Your goal: Extract all data as written.

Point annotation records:
* * * *
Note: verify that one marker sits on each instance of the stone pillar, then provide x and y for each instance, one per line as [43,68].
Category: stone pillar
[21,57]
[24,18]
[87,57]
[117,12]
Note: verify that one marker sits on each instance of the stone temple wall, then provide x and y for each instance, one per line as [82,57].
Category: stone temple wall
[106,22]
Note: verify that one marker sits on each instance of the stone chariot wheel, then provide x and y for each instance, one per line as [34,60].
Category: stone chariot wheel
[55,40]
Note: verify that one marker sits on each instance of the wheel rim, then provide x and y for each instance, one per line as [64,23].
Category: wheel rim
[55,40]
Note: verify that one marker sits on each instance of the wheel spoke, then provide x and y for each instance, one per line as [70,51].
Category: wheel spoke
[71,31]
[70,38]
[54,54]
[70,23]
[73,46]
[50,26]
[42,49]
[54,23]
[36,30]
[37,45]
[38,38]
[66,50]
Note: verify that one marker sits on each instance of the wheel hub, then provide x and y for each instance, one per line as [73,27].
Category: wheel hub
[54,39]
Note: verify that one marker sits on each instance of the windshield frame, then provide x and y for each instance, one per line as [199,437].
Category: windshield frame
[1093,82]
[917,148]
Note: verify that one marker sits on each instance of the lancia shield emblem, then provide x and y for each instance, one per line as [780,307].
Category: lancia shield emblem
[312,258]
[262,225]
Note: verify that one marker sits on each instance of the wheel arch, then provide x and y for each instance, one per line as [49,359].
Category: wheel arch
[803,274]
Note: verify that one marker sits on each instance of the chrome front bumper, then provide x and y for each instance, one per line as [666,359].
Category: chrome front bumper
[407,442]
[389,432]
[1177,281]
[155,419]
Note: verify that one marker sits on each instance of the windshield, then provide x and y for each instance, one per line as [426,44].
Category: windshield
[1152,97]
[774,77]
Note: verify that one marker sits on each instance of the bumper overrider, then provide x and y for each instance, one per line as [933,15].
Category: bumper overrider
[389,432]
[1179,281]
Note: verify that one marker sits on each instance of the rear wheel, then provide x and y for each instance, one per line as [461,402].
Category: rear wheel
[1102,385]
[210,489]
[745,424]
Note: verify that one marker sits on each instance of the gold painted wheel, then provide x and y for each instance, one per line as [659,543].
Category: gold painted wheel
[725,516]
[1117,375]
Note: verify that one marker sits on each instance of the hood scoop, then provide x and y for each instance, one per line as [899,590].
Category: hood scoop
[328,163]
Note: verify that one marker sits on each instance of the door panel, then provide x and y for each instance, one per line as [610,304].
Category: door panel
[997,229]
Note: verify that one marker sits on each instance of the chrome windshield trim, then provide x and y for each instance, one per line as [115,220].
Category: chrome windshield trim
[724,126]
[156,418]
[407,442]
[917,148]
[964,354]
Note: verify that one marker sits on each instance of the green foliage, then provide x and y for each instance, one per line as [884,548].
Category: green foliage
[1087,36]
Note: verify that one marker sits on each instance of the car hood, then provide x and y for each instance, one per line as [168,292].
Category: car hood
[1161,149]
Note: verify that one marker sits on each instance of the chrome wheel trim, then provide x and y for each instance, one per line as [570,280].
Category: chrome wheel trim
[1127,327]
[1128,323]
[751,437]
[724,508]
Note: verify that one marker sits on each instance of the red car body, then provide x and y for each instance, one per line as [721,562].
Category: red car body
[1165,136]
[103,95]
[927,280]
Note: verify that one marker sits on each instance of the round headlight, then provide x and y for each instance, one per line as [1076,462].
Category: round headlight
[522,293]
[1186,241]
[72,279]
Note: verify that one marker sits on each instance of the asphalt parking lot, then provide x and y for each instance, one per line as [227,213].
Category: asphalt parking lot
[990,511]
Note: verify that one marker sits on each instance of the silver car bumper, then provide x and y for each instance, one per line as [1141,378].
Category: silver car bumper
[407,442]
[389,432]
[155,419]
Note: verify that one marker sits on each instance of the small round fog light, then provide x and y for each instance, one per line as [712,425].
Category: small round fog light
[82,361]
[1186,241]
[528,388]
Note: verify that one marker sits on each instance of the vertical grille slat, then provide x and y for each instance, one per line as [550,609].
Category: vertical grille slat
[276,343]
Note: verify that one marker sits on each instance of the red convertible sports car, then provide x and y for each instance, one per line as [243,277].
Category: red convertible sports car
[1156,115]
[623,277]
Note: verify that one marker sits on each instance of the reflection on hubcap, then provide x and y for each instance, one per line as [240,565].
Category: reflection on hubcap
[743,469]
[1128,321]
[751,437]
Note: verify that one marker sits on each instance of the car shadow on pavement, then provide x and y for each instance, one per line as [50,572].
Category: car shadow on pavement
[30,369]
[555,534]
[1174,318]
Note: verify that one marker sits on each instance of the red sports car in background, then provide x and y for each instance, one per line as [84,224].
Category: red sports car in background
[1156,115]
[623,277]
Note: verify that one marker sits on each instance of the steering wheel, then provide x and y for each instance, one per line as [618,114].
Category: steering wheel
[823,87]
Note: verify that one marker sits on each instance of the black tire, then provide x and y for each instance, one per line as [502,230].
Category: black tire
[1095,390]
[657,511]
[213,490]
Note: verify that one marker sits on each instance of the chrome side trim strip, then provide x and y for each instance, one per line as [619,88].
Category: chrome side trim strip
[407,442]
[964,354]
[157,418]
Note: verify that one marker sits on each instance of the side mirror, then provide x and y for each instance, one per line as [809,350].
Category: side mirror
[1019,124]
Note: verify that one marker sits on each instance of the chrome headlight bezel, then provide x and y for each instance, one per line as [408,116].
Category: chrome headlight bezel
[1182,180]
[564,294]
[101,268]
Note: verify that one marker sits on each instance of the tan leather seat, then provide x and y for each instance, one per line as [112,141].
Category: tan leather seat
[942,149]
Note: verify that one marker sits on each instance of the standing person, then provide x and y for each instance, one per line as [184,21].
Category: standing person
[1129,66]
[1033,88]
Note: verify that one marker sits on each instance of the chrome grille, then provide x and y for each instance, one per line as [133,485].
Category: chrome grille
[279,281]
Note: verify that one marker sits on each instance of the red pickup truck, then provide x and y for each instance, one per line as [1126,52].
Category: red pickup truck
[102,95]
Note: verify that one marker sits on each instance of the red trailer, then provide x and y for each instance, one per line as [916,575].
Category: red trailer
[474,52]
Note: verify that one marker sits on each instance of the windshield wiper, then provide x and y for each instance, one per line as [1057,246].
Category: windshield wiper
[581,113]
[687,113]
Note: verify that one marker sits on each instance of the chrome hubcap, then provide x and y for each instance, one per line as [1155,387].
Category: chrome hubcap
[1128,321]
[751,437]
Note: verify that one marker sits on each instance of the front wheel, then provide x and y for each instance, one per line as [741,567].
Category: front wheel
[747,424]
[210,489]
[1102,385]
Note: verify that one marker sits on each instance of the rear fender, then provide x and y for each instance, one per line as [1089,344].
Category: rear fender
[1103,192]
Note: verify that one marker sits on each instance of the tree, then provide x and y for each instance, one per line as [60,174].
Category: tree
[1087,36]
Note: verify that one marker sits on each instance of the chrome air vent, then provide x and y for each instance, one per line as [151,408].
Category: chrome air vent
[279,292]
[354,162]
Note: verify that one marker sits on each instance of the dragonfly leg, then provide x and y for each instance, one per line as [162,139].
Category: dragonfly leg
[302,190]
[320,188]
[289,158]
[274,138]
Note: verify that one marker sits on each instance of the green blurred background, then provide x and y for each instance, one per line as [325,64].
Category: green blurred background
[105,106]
* * * *
The output:
Note: verify that one marker sits on each instance of the stone pillar, then provide x and y for each instance, one per line as [43,68].
Category: stone pillar
[21,57]
[24,18]
[87,57]
[117,12]
Note: verify that one marker sits on each instance of the stone temple wall, then provide x and y for each instance, one per line as [82,57].
Category: stone temple wall
[106,22]
Note: verify that one marker sits on each instance of the stone chariot wheel, then provide x and y for each instance, one per line as [34,60].
Category: stone chariot wheel
[55,40]
Note: verify that one marker sits on each instance of the wheel rim, then provide x and y for each instance, one per line as [64,23].
Category: wheel rim
[55,40]
Note: verify that one marker sits on each instance of the wheel spoke, then provide x and y for each instance, one per line as [70,51].
Category: wheel spoke
[71,31]
[70,38]
[54,54]
[70,23]
[73,46]
[50,26]
[42,49]
[54,23]
[36,30]
[37,45]
[38,38]
[66,50]
Note: verify that one marker sits on each instance of the wheel hub, then provide x and y for each instance, one per line as [73,27].
Category: wheel hub
[54,39]
Note: verify that one marker sits on each instance of the windshield frame, then provide x and y for each instance, one per line as [199,437].
Category: windshield frame
[1093,82]
[917,148]
Note: verify that one marker sits on each instance of the lancia shield emblem, then provide x and y for each instance, one per line as [780,307].
Category: lancia shield emblem
[312,258]
[262,225]
Note: verify that one marker sits on each instance of the wheel arch, then provide x and y for each instance, one per line as [49,359].
Category: wheel arch
[803,274]
Note: verify that one marker sits on each instance of the chrome front bumper, then provide x and y for each instance, one per line as [666,359].
Category: chrome front bumper
[407,442]
[389,432]
[1177,281]
[155,419]
Note: verify that one marker sits on each instance of the windshield, then provide x and y for each instance, one per line as [426,44].
Category: windshield
[1152,97]
[774,77]
Note: verify that one marker sits on each instance of the bumper overrider, then provide x and y for each instance, one per line as [933,15].
Category: bumper overrider
[389,432]
[1179,281]
Note: verify that one marker sits on each instance of the rear wheel, then provide x and y for each instance, one per line as [461,402].
Category: rear wheel
[1102,385]
[210,489]
[745,424]
Note: verify that one marker sits on each instance of the gold painted wheel, then provide x and y for each instance, one per line as [659,543].
Category: gold painted wheel
[725,516]
[1117,375]
Note: verify that one marker sits on each instance of the hood scoop, then provide x and y for each instance, one per line as [899,590].
Category: hood scoop
[328,163]
Note: verify that one marker sits on each instance of the door panel, then provide x and y for each instance, one per line as [610,304].
Category: door panel
[997,229]
Note: verify that one marker sits on each instance of the chrome windshield trim, then provide x and y for each instance, one per line as [115,220].
Category: chrome windshield trim
[724,126]
[156,418]
[407,442]
[917,148]
[964,354]
Note: verify that one marker sits on each instance of the green foliage, then provide x and y for each instance, one per line as [884,548].
Category: green foliage
[1087,36]
Note: verify that one marker sits on each instance of the car hood, then provide x and y for each instance, one per line as [168,292].
Category: car hood
[1161,149]
Note: verify that one marker sits on each instance of the chrome wheel trim, then provide x and y for each instance, one per line as [570,280].
Category: chrome wheel trim
[1127,327]
[1128,323]
[751,437]
[724,508]
Note: verify that one marker sits on each instance of the red car body, then provide x and y for each instance, one per line as [721,562].
Category: red car body
[1165,136]
[103,95]
[927,280]
Note: verify that one marker sits on each instance of the round headlight, then provide x and y for each instance, one per line as [1076,462].
Category: round headlight
[522,293]
[1186,241]
[72,279]
Note: verify that one marker sits on each instance of the asphalt parking lot, then provide x and y for each instance, one per line as [227,213].
Category: asphalt parking lot
[990,511]
Note: verify that one marker sits on each instance of the silver car bumper, then provide x and y for each instance, one per line as [1141,378].
Category: silver car bumper
[407,442]
[389,432]
[155,419]
Note: verify that one marker sits on each instance of the small round fog light, then provide x and y for each instance, one per line as [712,425].
Category: small round fog light
[82,361]
[1186,241]
[528,388]
Note: verify that one marker sits on each instance of the vertical grille slat, then provide x and y for each instance, one per line as [550,609].
Category: vertical grille slat
[276,343]
Note: verify that one marker sits on each instance of the red convertible sports car, then provide x and y for each instance, one per line as [243,277].
Category: red convertible sports car
[1156,115]
[623,277]
Note: verify that one marker sits on each instance of the reflection on hubcap, then provide x and y for each instance, one per line as [240,565].
Category: reflection on hubcap
[743,469]
[1128,321]
[751,437]
Note: verify that one marker sits on each instance of the car shadow on pavement, then provide x and y for each instance, one per line as [50,572].
Category: car shadow on pavement
[30,369]
[555,534]
[1174,318]
Note: verify that one marker sits on each instance of the red sports car in background, then provide x and y for each instance, one per line as [84,224].
Category: red sports car in background
[1156,115]
[623,277]
Note: verify that one marker sits on each instance of the steering wheel, then provide x and y for each instance, one per line as [618,114].
Category: steering wheel
[823,87]
Note: verify that one marker sits on each instance of the black tire, then provide x and y for each instance, one per line as [502,230].
Category: black tire
[1095,390]
[657,511]
[213,490]
Note: verify that one marker sits on each instance of the chrome side trim strip, then provide x and y for each instance, one per line as [619,88].
Category: chrome side trim strip
[407,442]
[964,354]
[157,418]
Note: verify that one marker sits on each instance of the side mirror, then provide x and y for each instance, one per line as [809,350].
Category: side mirror
[1019,124]
Note: verify that one marker sits on each instance of the chrome headlight bezel, then provide x and y for each instance, one per line as [408,116].
Category: chrome headlight bezel
[1182,180]
[564,294]
[101,268]
Note: verify that one marker sits on each instance of the tan leather seat, then provide x and y for each instance, one per line as [112,141].
Category: tan leather seat
[942,149]
Note: verify that one marker sits on each instance of the standing person, then provide x and y for each instance, one per line as [184,21].
Category: standing person
[1129,66]
[1033,88]
Note: verify that one marker sits on each instance of the chrome grille, then provide x and y for each instance, one per line as [133,485].
Category: chrome grille
[279,281]
Note: verify that one marker sits on each instance of the red pickup truck, then provide x and y for each instance, one per line as [1126,52].
Category: red pickup truck
[102,95]
Note: verify that one marker sits on each instance of the red trailer, then provide x and y for each instance, one per line as [916,575].
Category: red trailer
[474,52]
Note: verify that one marker sits on each instance of the windshield wiper, then provide x and y for each instance, one per line as [1057,246].
Category: windshield wiper
[581,113]
[687,113]
Note: verify that one marker sits on each instance of the chrome hubcap, then provide x and y for each instance, one per line as [1155,387].
Category: chrome hubcap
[1128,321]
[751,437]
Note: verify that one marker sits on each instance of the front wheel, then provide x and y for each instance, one per line as [741,567].
Category: front wheel
[747,424]
[210,489]
[1102,385]
Note: verify that one marker sits on each instance of the rear fender, then provide x and y for each instance, one per line as [1089,344].
Category: rear fender
[1103,192]
Note: verify that one marker sits on each instance of the tree, then provide x and y for each instance, one per line as [60,174].
Category: tree
[1087,36]
Note: verify that one marker sits on each instance of the chrome air vent, then provide x and y for each instance, one per line as [151,408].
Category: chrome air vent
[279,292]
[354,162]
Note: verify that one marker sits on each instance of the dragonfly leg, then provide x and y for each instance, one per line as [162,139].
Category: dragonfly leg
[302,190]
[320,188]
[289,158]
[274,138]
Note: verify that one marker sits on each instance of the green blurred background, then provide x and y for each instance, one per line as [325,64].
Category: green blurred background
[105,106]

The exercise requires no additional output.